[DIRECTIVE] Pick out every line below that contains the word "background", and copy each one in full.

[DATA RECORDS]
########################################

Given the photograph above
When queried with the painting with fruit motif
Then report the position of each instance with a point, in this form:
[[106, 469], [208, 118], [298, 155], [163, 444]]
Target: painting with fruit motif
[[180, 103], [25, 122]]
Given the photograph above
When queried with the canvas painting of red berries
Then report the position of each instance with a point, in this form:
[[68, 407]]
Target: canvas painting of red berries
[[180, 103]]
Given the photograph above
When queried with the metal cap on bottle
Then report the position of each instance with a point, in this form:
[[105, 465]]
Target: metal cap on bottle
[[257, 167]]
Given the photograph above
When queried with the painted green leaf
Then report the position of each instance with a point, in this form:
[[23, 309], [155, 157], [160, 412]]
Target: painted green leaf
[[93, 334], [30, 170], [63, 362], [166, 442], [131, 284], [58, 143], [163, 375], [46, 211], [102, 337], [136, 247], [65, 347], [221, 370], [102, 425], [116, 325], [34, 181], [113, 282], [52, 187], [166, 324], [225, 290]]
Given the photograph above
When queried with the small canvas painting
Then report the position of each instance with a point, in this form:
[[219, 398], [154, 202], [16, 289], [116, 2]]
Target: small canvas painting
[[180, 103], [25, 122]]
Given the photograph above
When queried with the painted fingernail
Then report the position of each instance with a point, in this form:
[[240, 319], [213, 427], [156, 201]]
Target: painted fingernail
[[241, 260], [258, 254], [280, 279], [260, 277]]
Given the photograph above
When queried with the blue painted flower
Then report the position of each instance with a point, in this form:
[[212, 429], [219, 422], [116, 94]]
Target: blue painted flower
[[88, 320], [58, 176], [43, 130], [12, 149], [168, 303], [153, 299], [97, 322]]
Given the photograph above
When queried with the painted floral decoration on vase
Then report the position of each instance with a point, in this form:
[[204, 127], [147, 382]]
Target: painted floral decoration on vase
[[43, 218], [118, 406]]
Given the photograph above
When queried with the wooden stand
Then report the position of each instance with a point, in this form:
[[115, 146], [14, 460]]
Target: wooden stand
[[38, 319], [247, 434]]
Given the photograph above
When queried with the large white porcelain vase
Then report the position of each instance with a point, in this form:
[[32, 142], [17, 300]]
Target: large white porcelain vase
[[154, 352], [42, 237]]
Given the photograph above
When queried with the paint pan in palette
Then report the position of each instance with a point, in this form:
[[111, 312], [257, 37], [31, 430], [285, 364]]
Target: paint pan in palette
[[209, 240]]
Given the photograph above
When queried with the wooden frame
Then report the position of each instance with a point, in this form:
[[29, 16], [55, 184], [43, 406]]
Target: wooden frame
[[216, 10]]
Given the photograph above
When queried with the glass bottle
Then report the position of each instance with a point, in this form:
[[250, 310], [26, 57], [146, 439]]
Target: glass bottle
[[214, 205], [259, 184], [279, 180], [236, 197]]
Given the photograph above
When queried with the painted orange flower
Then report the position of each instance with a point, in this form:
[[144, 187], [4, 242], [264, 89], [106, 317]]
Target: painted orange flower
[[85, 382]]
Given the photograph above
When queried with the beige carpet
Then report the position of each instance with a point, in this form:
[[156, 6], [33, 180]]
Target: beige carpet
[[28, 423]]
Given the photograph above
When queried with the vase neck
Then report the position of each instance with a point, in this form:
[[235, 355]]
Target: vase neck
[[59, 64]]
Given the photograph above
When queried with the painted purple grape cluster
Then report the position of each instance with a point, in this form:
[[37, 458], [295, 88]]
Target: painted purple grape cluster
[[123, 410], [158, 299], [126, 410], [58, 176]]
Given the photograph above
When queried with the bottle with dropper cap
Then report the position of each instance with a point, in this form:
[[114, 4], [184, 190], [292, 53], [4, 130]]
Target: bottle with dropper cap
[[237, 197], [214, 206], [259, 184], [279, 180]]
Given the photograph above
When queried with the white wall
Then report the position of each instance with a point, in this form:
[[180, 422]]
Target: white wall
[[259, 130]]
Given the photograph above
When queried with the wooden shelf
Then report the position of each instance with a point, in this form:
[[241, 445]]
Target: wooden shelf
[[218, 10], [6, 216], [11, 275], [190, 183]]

########################################

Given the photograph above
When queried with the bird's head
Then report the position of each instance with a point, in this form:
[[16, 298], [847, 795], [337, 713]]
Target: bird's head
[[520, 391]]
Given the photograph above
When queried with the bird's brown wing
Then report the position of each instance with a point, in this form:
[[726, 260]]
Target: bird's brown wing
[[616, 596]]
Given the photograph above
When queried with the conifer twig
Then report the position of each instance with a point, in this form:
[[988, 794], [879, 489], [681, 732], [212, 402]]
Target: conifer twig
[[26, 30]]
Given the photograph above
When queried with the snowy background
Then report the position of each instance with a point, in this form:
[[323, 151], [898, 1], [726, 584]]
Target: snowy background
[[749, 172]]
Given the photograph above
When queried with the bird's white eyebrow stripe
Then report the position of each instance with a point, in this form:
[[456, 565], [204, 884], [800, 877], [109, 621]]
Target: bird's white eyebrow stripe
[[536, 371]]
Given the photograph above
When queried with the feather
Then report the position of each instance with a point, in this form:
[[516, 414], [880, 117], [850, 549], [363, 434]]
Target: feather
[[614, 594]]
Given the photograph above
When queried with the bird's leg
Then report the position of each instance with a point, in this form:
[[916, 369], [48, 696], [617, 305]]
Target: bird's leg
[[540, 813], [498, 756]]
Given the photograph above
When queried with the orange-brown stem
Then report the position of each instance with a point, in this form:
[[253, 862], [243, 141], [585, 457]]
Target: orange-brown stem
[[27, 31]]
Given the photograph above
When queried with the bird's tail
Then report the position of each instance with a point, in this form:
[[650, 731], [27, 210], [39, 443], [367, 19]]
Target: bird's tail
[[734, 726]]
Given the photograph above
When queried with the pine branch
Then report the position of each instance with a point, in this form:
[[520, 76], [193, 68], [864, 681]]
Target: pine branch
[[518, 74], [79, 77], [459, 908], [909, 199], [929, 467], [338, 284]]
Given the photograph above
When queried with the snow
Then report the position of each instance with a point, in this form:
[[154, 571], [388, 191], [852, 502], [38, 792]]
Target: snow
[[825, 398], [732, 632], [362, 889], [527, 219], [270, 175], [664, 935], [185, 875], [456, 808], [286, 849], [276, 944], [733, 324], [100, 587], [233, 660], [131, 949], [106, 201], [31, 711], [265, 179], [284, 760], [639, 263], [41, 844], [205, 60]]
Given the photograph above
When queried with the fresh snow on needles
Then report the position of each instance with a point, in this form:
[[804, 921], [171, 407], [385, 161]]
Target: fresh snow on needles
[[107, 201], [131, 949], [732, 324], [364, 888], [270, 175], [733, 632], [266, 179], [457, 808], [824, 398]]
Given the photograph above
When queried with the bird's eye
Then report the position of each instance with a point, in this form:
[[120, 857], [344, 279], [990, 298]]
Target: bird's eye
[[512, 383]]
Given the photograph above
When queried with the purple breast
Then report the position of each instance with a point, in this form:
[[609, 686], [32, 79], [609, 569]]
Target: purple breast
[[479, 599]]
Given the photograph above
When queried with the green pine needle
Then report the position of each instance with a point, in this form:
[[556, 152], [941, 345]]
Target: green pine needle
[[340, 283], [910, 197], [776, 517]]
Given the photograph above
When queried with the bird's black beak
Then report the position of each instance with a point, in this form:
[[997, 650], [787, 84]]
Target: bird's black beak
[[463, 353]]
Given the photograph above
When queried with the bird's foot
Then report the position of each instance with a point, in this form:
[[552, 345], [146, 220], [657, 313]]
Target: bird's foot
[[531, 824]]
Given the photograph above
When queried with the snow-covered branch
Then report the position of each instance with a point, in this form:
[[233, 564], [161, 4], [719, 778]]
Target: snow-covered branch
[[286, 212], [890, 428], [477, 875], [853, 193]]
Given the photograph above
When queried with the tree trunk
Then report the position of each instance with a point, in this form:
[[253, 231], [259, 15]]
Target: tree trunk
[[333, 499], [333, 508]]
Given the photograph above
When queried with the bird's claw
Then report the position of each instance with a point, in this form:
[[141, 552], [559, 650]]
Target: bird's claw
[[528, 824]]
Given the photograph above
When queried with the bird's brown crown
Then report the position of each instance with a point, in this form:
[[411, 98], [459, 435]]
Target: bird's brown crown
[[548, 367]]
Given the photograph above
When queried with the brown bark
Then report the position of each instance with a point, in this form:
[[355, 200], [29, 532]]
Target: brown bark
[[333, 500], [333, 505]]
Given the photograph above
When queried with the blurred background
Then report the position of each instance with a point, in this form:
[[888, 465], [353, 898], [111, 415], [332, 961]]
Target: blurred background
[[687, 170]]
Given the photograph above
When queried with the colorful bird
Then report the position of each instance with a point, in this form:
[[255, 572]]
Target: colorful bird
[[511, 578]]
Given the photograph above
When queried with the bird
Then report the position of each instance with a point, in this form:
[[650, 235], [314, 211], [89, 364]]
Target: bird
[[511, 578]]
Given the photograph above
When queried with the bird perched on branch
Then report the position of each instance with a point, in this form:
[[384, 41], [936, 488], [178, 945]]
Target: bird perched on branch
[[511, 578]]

########################################

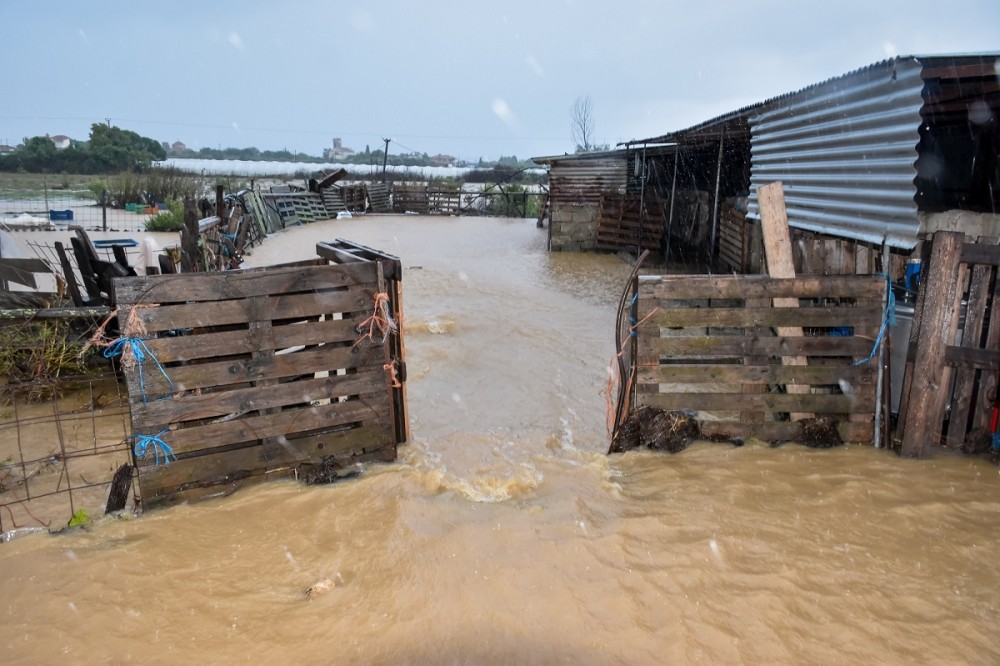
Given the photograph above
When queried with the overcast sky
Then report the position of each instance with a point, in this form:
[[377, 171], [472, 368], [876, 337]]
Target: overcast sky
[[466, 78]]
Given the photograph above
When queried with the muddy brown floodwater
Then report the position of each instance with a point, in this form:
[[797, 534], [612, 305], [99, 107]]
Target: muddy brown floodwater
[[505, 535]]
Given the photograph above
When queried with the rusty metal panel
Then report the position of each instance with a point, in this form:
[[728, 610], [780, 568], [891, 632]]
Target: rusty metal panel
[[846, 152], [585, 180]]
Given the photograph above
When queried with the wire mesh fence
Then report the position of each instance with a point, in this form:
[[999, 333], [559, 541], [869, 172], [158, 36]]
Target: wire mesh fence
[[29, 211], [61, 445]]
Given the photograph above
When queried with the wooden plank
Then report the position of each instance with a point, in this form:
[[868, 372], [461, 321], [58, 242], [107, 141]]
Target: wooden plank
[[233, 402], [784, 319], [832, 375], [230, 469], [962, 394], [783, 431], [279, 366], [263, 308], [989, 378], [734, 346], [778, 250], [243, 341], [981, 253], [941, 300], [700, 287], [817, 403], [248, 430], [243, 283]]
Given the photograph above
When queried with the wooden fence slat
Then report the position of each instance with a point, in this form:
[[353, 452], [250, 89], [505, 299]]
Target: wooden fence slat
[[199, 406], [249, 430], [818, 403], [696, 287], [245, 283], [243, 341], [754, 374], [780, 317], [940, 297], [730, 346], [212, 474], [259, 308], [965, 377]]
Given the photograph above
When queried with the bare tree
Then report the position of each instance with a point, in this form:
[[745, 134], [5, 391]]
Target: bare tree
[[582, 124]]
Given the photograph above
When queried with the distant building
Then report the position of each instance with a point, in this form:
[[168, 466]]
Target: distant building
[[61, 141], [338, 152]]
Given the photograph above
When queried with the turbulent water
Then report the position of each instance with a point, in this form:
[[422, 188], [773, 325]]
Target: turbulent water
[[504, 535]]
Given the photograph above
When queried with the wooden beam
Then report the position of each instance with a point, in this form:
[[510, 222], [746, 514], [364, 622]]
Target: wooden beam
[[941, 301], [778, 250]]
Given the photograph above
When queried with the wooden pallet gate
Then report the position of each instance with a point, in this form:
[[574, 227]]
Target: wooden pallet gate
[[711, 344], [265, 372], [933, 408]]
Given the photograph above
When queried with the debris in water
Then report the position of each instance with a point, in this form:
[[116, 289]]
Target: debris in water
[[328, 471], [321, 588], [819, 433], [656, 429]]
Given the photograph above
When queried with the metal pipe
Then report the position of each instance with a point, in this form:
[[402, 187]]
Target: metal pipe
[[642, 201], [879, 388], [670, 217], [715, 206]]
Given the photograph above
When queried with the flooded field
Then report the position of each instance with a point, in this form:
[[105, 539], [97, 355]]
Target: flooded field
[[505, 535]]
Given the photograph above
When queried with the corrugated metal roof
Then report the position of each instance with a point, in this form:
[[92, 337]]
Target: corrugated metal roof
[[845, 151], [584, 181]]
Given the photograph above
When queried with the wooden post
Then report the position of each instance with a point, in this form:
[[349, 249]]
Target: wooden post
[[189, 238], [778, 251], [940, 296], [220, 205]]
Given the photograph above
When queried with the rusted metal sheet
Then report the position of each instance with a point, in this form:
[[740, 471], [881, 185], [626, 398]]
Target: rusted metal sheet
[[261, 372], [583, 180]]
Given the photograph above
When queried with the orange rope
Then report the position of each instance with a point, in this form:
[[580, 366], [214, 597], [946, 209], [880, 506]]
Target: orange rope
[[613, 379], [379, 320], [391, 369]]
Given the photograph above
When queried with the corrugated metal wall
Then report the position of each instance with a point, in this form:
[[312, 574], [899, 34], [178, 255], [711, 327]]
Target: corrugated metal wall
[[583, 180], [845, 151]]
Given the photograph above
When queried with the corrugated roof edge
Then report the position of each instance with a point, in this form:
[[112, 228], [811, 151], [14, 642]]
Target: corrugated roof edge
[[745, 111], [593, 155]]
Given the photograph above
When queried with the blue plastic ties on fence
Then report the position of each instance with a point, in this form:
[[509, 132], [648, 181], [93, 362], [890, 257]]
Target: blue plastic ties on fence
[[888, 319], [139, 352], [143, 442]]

########################################

[RESPONSE TO THE EXERCISE]
When queried with the snowy background
Target: snowy background
When queried with the blurred background
Target: blurred background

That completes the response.